EJERCICIO BREVE: Por favor, enumera todas las cifras escritas con dígitos que aparecen en la selección de abajo.

:: SELECCIÓN ::

Un hombre marcado como el ganado
“Por segunda vez en mi vida me estoy tragando una sopa maruchan”, me suelta ayer temprano, por la red, un exfuncionario. Le comento que yo jamás las he saboreado. “Haces bien. De todos modos, no es el demonio que a veces dicen de ellas”.
En sus ayeres tijuanenses mi amigo las conoció. En su época de vago. A mi me gusta escuchar sus vivencias. Incursionó varias veces en California. Nostálgico, narra las placenteras tardes de beisbol que disfrutó en las gradas de 5 dólares del Dodger Stadium. Y la vez que conoció a Hank Aaron –aquel jonronero de los cerveceros de Milwaukee- allá por 1975, cuando agarró una chamba temporal como portero en el estadio de los Serafines, en Anaheim.
LOS SINSABORES DE LA VIDA BUROCRÁTICA
Al tiempo regresó a Tepic. Pronto encontró acomodo en el servicio público. A veces en alguna delegación federal, otras en el gobierno del estado. Hace 7 años lo invitaron a colaborar en un Ayuntamiento. El no quería, pero simpatizaba mucho con quien sería se jefe inmediato. Aceptó por amistad.
A diferencia de su experiencia en un cargo federal o estatal, le tenía flojera a los trienios. Sabía que a los 3 años tenía que reacomodarse en otra parte o entrar en un proceso de negociación con las nuevas autoridades municipales.

:::
:: MATERIAL PROPORCIONADO ::

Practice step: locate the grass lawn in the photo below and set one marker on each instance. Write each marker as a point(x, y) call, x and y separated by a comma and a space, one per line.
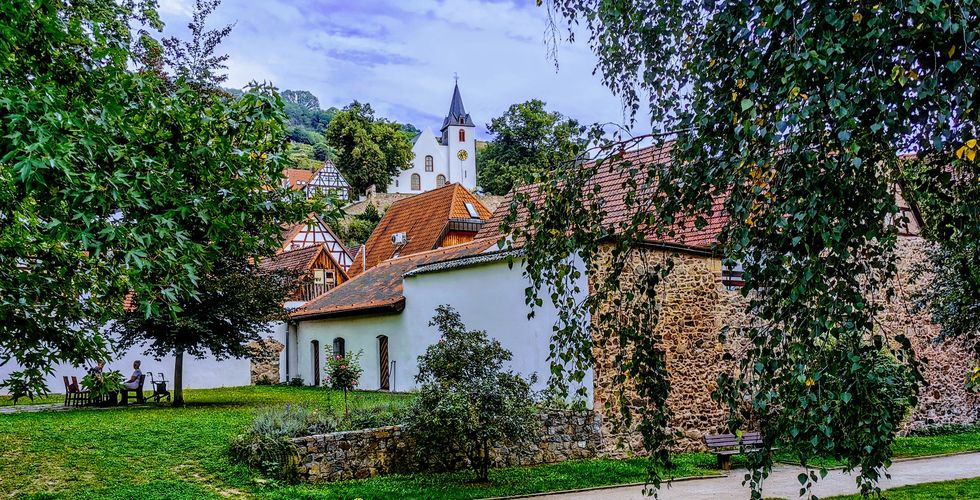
point(962, 488)
point(163, 452)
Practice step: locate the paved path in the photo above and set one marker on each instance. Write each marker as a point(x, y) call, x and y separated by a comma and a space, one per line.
point(783, 483)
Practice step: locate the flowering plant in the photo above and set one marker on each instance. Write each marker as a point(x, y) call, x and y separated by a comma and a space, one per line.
point(343, 372)
point(973, 380)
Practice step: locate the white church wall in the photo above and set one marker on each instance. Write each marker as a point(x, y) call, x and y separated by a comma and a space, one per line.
point(488, 297)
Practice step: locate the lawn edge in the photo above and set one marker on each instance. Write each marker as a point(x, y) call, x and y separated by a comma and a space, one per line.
point(606, 487)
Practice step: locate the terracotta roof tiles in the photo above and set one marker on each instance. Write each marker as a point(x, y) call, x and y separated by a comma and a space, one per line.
point(423, 218)
point(380, 287)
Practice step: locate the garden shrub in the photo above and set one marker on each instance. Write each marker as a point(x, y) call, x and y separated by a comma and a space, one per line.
point(380, 416)
point(265, 445)
point(944, 429)
point(467, 403)
point(342, 374)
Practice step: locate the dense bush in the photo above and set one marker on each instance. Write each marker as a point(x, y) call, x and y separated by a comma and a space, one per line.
point(944, 429)
point(18, 385)
point(467, 403)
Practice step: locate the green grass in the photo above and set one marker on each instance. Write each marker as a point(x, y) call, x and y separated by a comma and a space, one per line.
point(922, 446)
point(962, 488)
point(119, 452)
point(162, 452)
point(50, 398)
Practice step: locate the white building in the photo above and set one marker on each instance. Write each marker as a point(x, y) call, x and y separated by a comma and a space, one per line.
point(449, 158)
point(385, 312)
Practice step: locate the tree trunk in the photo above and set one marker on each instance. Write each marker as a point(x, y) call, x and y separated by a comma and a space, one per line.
point(179, 378)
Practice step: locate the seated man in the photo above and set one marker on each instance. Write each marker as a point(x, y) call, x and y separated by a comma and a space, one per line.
point(134, 381)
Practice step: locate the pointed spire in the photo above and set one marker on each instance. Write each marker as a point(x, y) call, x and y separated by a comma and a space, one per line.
point(457, 113)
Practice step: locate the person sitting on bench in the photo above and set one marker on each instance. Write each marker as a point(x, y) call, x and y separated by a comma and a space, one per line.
point(134, 381)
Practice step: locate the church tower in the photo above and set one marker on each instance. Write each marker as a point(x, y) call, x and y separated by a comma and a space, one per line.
point(459, 134)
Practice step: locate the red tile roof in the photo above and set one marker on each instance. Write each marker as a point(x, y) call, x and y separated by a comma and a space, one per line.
point(423, 218)
point(613, 188)
point(380, 287)
point(297, 178)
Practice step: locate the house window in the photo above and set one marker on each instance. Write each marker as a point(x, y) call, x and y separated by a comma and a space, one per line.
point(731, 276)
point(472, 210)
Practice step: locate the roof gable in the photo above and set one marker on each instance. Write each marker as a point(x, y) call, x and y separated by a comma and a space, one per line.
point(423, 218)
point(380, 288)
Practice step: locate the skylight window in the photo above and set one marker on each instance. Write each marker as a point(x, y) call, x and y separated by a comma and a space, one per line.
point(472, 210)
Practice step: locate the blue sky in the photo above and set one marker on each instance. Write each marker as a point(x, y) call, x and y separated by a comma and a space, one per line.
point(400, 56)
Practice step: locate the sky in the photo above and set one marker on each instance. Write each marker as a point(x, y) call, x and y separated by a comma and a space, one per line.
point(401, 55)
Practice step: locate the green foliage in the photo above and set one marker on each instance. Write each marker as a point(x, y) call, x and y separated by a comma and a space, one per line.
point(19, 386)
point(355, 231)
point(343, 371)
point(944, 429)
point(793, 116)
point(467, 402)
point(369, 150)
point(102, 384)
point(528, 141)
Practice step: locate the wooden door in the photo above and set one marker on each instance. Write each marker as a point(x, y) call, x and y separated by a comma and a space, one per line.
point(383, 360)
point(315, 345)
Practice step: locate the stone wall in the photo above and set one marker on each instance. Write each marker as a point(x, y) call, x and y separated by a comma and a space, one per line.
point(564, 435)
point(693, 308)
point(265, 360)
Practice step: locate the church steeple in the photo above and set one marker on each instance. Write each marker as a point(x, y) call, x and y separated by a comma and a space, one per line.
point(457, 113)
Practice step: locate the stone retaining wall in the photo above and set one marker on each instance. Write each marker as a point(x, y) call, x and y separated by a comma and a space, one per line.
point(694, 306)
point(564, 435)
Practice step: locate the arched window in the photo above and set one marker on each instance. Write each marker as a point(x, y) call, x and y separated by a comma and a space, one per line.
point(315, 361)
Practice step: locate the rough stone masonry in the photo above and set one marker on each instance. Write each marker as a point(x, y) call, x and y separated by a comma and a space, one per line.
point(563, 435)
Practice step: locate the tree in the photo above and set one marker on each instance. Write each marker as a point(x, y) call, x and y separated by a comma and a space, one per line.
point(69, 159)
point(528, 140)
point(794, 116)
point(467, 403)
point(222, 198)
point(303, 98)
point(369, 150)
point(233, 306)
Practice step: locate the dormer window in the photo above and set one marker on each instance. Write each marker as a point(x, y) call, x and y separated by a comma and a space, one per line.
point(472, 210)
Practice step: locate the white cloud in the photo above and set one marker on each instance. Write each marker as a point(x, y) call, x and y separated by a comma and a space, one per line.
point(400, 56)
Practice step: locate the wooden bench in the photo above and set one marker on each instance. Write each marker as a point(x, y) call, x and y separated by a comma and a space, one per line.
point(140, 398)
point(726, 445)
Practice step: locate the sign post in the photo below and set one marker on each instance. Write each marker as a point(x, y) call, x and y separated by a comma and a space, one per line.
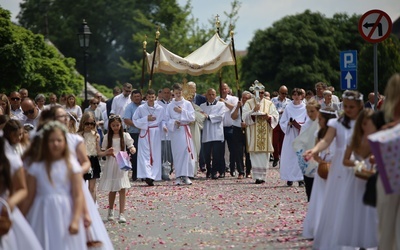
point(348, 69)
point(375, 26)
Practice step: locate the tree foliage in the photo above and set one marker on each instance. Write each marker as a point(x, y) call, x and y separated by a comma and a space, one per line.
point(28, 61)
point(303, 49)
point(118, 30)
point(388, 64)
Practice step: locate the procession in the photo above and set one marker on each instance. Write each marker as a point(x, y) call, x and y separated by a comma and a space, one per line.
point(201, 146)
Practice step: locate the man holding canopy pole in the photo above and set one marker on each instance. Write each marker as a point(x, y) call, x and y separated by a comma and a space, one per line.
point(262, 117)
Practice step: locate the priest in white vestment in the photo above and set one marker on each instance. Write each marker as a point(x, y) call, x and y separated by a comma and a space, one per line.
point(293, 117)
point(259, 133)
point(149, 118)
point(213, 135)
point(179, 115)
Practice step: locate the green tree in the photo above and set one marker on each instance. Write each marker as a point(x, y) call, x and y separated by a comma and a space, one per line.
point(296, 51)
point(388, 64)
point(28, 61)
point(115, 31)
point(115, 51)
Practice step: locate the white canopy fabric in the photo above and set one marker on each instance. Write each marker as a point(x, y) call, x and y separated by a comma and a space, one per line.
point(207, 59)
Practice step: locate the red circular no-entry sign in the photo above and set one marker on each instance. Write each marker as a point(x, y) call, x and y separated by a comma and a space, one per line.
point(375, 26)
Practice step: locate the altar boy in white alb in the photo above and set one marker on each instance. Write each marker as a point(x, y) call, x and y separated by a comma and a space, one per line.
point(149, 118)
point(179, 114)
point(213, 135)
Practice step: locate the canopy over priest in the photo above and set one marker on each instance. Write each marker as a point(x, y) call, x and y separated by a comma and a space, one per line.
point(261, 117)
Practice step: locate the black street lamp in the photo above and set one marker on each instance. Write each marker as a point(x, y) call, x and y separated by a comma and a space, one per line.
point(84, 36)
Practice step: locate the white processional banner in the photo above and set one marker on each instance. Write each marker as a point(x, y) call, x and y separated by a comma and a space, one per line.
point(207, 59)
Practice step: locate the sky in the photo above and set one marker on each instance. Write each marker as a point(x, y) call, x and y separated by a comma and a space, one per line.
point(261, 14)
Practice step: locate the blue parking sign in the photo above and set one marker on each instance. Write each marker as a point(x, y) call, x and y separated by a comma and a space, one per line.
point(348, 69)
point(348, 79)
point(348, 60)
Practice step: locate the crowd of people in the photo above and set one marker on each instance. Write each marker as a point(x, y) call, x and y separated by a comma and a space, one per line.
point(53, 155)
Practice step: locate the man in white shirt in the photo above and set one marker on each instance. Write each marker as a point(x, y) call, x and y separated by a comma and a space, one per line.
point(166, 152)
point(15, 104)
point(213, 135)
point(121, 101)
point(230, 102)
point(102, 105)
point(280, 103)
point(31, 112)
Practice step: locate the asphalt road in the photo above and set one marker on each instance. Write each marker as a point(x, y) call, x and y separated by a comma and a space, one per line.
point(211, 214)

:::

SOLUCIÓN DEL EJERCICIO: 5 (dólares), 1975, 7 (años) y 3 (años).